=== EXTRACTED INFORMATION ===

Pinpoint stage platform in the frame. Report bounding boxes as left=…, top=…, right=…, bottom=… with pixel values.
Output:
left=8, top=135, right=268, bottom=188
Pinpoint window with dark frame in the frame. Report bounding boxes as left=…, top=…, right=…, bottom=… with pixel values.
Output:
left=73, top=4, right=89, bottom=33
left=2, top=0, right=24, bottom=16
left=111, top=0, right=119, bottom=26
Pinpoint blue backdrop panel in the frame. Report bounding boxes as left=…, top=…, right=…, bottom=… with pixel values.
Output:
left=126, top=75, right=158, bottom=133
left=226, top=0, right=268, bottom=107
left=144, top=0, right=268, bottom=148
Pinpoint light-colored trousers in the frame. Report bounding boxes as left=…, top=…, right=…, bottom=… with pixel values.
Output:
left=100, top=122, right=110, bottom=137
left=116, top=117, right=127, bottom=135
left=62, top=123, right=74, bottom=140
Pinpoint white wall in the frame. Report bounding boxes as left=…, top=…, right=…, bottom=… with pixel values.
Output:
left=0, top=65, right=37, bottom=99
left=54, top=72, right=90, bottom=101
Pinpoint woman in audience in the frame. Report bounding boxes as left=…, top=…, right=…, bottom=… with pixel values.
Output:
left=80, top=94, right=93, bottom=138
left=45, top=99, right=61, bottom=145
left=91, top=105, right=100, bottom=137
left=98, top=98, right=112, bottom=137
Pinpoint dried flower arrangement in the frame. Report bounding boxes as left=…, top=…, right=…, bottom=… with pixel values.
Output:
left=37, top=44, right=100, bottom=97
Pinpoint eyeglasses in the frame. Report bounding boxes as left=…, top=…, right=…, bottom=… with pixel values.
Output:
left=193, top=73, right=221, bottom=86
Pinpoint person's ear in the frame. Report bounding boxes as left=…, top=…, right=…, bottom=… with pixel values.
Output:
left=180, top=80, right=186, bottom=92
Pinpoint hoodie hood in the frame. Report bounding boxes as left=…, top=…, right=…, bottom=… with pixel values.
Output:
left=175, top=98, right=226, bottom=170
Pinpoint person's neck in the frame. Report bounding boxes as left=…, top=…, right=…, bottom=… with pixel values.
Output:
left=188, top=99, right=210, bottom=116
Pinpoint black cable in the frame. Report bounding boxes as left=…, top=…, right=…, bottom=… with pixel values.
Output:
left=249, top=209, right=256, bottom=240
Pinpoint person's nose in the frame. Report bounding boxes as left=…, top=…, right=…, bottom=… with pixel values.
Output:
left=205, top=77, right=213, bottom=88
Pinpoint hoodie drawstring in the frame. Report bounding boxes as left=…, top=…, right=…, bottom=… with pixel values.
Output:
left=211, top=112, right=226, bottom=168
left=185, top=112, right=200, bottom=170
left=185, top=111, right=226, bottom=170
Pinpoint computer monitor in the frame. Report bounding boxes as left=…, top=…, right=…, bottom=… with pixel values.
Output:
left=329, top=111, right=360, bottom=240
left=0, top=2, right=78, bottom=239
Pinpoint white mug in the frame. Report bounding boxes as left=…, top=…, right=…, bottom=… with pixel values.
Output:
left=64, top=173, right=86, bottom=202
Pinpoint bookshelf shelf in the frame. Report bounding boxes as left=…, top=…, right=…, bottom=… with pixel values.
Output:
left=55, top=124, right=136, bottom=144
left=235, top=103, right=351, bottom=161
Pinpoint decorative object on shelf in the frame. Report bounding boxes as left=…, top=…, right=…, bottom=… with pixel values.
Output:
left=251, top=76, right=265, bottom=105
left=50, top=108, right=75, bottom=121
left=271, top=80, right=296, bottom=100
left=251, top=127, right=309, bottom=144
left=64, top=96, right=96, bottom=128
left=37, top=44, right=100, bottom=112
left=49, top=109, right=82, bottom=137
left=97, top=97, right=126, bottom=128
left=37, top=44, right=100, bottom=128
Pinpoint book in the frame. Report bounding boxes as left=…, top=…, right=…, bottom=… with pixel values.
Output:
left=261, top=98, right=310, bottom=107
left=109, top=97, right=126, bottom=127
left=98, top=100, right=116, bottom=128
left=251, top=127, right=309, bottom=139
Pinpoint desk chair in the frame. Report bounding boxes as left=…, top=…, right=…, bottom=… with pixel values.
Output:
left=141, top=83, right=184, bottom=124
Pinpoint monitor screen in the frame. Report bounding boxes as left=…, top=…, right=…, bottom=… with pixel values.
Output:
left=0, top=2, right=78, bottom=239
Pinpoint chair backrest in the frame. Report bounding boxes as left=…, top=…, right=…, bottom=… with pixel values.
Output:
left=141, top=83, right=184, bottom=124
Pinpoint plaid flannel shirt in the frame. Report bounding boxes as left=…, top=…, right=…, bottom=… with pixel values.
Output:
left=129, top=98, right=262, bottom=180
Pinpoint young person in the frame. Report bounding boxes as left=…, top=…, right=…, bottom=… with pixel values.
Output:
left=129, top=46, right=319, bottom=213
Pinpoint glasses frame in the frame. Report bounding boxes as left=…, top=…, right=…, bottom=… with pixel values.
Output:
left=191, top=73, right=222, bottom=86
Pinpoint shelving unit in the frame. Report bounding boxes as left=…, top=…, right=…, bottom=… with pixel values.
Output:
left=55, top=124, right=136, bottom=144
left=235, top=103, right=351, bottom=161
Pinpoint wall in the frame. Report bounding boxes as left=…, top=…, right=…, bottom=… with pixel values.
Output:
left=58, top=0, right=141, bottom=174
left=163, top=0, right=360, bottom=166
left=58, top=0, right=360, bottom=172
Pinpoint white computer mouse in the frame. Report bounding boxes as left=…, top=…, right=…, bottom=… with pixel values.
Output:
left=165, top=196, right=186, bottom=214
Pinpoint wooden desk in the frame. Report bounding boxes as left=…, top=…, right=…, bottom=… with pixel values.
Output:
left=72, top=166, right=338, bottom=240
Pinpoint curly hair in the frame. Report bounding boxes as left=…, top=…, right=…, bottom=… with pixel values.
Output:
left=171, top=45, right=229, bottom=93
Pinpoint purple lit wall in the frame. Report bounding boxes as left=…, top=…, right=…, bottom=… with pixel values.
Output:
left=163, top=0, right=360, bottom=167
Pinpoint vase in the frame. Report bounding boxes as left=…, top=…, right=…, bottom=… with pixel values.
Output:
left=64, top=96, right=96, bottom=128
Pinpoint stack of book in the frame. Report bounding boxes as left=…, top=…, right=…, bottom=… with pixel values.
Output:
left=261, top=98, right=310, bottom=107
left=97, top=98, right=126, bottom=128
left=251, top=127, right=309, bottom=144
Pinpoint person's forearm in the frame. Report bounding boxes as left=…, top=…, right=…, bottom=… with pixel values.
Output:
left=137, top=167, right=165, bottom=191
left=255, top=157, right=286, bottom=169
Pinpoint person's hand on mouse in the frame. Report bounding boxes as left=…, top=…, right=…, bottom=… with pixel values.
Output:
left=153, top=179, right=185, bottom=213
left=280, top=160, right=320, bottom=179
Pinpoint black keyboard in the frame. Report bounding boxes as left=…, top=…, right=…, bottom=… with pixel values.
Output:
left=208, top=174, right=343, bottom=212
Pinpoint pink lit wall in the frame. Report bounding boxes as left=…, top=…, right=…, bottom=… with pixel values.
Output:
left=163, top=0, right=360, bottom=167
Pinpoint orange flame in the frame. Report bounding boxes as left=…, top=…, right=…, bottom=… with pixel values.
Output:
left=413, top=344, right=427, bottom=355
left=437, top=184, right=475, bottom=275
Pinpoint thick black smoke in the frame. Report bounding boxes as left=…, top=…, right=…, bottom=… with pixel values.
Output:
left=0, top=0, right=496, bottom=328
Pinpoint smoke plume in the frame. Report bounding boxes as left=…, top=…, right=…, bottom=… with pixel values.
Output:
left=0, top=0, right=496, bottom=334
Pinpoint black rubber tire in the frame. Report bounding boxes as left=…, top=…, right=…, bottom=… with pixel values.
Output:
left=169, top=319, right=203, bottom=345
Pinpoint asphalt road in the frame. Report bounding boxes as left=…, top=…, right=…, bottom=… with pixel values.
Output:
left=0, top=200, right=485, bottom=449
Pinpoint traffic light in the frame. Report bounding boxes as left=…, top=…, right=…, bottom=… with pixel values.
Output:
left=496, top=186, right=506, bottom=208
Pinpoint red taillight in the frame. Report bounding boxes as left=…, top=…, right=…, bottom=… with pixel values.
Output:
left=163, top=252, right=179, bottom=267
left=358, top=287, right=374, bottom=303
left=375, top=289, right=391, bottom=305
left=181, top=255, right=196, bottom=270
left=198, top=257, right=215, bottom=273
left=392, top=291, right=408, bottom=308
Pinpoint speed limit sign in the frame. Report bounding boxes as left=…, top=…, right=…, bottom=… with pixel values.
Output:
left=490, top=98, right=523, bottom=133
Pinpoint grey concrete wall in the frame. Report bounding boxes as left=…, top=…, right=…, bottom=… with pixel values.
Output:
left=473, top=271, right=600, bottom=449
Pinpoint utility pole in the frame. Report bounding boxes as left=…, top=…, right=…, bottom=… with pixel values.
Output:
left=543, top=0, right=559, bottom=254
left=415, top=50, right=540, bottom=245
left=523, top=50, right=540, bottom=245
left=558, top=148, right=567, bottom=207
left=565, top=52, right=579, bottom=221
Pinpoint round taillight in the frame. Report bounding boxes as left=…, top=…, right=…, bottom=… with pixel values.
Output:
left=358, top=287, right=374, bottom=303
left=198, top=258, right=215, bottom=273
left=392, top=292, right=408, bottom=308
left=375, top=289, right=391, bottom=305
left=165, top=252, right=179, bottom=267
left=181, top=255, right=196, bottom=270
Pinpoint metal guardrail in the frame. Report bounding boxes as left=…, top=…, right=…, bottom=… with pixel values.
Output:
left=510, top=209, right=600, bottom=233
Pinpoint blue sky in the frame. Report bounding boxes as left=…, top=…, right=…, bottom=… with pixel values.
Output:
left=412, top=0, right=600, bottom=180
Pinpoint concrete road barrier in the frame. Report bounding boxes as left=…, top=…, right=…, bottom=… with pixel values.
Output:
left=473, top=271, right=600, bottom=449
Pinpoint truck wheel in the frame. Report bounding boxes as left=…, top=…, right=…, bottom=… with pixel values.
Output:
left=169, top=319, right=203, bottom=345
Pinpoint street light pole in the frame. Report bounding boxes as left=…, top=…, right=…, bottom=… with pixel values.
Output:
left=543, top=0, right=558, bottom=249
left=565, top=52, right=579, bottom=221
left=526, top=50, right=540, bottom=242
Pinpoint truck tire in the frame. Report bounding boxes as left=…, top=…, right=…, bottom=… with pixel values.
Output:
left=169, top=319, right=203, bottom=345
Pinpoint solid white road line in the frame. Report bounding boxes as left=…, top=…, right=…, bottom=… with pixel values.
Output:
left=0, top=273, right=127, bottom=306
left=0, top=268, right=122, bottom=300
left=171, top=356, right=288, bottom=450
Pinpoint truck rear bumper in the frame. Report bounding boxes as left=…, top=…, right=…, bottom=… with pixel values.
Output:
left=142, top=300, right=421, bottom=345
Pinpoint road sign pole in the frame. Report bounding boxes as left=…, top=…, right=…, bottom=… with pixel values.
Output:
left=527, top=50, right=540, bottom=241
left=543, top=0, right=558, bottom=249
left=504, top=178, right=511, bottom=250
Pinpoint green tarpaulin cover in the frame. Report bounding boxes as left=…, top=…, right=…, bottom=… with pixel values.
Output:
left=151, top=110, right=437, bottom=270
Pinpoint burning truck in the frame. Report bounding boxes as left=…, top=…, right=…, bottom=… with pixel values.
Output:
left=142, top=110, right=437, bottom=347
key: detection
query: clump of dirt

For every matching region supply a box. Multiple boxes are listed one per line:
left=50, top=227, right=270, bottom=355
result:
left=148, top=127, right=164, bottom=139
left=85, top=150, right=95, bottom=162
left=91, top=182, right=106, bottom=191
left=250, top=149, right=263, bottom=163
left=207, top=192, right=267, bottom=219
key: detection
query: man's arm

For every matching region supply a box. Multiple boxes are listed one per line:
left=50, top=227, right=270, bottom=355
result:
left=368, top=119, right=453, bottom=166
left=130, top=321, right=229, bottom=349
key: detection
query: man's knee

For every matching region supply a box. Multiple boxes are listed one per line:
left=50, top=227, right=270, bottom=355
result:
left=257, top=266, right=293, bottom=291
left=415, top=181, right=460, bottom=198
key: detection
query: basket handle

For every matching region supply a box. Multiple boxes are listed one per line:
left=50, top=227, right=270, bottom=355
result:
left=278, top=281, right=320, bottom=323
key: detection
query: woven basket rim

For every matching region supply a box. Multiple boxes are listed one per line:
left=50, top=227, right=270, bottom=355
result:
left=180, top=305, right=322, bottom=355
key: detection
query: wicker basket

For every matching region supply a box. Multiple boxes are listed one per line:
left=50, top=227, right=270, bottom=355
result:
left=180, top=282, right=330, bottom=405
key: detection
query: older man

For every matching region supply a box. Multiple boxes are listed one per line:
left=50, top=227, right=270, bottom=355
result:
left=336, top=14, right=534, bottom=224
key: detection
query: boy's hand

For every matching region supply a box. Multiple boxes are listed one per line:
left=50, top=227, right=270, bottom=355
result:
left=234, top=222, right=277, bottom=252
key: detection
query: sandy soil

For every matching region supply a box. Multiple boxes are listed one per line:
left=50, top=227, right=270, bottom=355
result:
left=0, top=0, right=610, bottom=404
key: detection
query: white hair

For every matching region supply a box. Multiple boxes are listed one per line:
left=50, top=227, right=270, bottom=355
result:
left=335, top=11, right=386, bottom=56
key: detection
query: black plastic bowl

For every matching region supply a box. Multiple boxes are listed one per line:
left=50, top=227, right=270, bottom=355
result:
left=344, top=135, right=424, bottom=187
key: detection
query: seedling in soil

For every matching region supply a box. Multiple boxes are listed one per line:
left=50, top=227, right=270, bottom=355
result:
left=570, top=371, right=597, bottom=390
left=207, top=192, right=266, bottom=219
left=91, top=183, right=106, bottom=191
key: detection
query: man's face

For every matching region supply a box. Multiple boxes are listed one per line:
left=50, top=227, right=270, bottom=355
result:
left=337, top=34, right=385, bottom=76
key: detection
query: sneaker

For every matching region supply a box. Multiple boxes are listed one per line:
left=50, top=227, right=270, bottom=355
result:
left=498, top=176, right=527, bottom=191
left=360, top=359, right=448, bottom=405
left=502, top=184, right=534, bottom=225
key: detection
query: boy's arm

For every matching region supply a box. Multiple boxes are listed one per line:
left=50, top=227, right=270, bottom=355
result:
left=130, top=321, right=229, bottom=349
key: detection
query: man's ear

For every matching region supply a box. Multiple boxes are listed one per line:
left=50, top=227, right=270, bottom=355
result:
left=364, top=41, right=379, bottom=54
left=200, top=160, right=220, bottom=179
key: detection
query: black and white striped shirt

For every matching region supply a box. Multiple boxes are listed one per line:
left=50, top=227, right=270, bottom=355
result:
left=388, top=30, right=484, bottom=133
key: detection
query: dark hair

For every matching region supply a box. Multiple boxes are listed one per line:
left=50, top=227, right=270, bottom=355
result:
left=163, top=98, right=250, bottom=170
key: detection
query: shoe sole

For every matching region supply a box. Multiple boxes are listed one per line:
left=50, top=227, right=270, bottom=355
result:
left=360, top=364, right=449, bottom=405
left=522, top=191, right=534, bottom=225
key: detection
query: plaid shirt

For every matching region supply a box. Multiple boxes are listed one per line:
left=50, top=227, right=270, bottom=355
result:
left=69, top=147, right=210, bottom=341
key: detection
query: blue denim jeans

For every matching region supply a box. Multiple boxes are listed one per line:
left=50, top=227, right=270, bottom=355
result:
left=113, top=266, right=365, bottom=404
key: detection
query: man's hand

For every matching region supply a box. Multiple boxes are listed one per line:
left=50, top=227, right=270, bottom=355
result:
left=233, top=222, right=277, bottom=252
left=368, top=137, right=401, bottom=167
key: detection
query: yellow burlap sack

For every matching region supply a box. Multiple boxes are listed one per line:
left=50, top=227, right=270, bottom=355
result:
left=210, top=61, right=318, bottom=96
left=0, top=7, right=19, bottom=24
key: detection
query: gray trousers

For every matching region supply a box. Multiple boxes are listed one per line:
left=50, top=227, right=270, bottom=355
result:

===

● **PROBLEM REQUIREMENTS**: Gather every line of the listing that contains the string "soil" and copy each one; case counts.

● **RESULT BELOW**:
query: sandy soil
query: seedling in soil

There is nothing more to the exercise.